What you return should match the data below exactly, with every entry reproduced.
Segment Start: DATA SHOWN
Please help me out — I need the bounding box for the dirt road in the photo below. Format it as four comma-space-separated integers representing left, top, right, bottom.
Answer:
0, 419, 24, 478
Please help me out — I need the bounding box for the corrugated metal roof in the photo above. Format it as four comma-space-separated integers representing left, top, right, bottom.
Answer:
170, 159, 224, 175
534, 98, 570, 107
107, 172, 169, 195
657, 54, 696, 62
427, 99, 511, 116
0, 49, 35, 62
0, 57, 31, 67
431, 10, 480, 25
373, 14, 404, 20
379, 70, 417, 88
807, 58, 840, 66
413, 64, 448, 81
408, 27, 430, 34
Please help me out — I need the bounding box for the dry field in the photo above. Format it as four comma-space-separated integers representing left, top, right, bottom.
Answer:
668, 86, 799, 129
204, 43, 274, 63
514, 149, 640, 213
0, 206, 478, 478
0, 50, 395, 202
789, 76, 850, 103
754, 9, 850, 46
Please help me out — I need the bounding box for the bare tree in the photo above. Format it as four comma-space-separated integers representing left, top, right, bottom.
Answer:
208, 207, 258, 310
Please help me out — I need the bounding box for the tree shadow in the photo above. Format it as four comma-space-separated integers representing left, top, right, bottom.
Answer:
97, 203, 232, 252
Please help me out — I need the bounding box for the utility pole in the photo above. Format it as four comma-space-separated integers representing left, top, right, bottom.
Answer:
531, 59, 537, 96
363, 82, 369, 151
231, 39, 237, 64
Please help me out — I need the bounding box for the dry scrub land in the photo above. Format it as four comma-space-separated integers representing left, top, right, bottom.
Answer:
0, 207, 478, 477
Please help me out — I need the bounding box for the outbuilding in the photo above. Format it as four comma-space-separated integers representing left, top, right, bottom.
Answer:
Segment End: DATA SHOWN
ANSWER BOX:
Please help me out — I need the bounding box for the dirt road in the photo below. Format it as four comma-space-separated integers representing left, top, right, bottom.
Answer:
0, 419, 24, 478
Please help me out — I need the bounding box for the corrugated metal roof in the photo above. Format it as four comma-space-separated integers representing left, top, right, bottom.
Answer:
170, 159, 224, 175
534, 98, 570, 107
107, 172, 169, 195
657, 54, 696, 62
427, 99, 511, 116
0, 49, 35, 62
0, 57, 31, 67
431, 10, 480, 25
373, 14, 404, 20
379, 70, 417, 88
807, 58, 840, 66
413, 64, 448, 81
408, 27, 430, 34
Please help me out — I need the bounding box for the dry field in the photo above. Format it as four comma-space-separated integers representing left, top, right, bottom.
Answer:
668, 86, 799, 129
204, 43, 274, 63
514, 149, 640, 213
0, 206, 478, 478
0, 50, 395, 202
789, 76, 850, 103
754, 9, 850, 46
Please help me out — I need the bounding box for the bare tree in the photo above. Format it as four comma-space-separated integers representing left, top, right, bottom.
Answer:
208, 207, 258, 310
Please help me out — I need the bounding box for the tree shadow in the photo above. Format it as four comma-space-separated integers representing left, top, right, bottom.
Answer:
97, 203, 232, 252
Please help me out — I need the bounding box for the utility pole in the photo above. Format it as four comma-space-separated integers representing left, top, right, bottom.
Answer:
531, 59, 537, 96
363, 82, 369, 151
231, 39, 237, 64
Please help me out — I need the bounding box for the dry scrub land in the photo above. Format it as four comma-space-separated integers representing left, top, right, bottom.
Answer:
0, 207, 478, 477
Please help me out — I need the bounding box for the outbuilding in the photo above. Format it as four comma-space-separated integers representing left, top, right, bottom.
Answer:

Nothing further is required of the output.